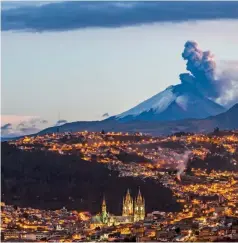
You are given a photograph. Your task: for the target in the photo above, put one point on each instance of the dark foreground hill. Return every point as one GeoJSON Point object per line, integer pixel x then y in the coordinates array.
{"type": "Point", "coordinates": [50, 181]}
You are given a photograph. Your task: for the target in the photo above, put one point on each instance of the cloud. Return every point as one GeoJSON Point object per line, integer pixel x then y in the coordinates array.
{"type": "Point", "coordinates": [221, 86]}
{"type": "Point", "coordinates": [62, 16]}
{"type": "Point", "coordinates": [6, 126]}
{"type": "Point", "coordinates": [105, 115]}
{"type": "Point", "coordinates": [21, 125]}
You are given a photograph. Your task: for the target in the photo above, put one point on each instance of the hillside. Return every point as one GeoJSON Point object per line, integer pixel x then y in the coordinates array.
{"type": "Point", "coordinates": [227, 120]}
{"type": "Point", "coordinates": [49, 180]}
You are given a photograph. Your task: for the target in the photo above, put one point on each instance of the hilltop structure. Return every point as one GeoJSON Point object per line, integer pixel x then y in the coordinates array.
{"type": "Point", "coordinates": [132, 211]}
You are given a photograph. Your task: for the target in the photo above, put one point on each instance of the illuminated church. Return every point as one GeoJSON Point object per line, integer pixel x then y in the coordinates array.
{"type": "Point", "coordinates": [132, 211]}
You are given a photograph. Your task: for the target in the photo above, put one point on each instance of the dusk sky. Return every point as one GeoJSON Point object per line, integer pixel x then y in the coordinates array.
{"type": "Point", "coordinates": [84, 71]}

THE EXERCISE: Give again only the lines starting at the one that contains "of the cloud." and running to the end of the data.

WRITTEN ANSWER:
You are given a photograph. Your task: for the target in the photo above, put one point on each instance of the cloud. Return every point as one GeoJSON Point object per line, integer pixel x then y in the coordinates array.
{"type": "Point", "coordinates": [221, 86]}
{"type": "Point", "coordinates": [62, 16]}
{"type": "Point", "coordinates": [6, 126]}
{"type": "Point", "coordinates": [105, 115]}
{"type": "Point", "coordinates": [21, 125]}
You are given a photograph. Your task: for the target in the photo above, put one point on each instance of the hillside. Return every point as one GeoJSON Point object per line, integer pixel x then y in the coordinates array.
{"type": "Point", "coordinates": [227, 120]}
{"type": "Point", "coordinates": [49, 180]}
You are given a photograph. Your task: for the target in the photo above, put one point on each instance of the hilltop structure. Return every point as one GeoJSON Point object per line, integer pixel x then y in the coordinates array.
{"type": "Point", "coordinates": [132, 211]}
You are given a photograph. Your task: for the target in the photo above, put one point on each instance of the illuminated church. Return every point as one GeoJSON Point object per line, integer pixel x then y in the coordinates array.
{"type": "Point", "coordinates": [132, 211]}
You are given a photograph. Your task: for the target in the photo above, put one point on each instance of the dusk sky. Return every point as one GeoJSON Point object per line, integer pixel x then y in the coordinates array.
{"type": "Point", "coordinates": [84, 71]}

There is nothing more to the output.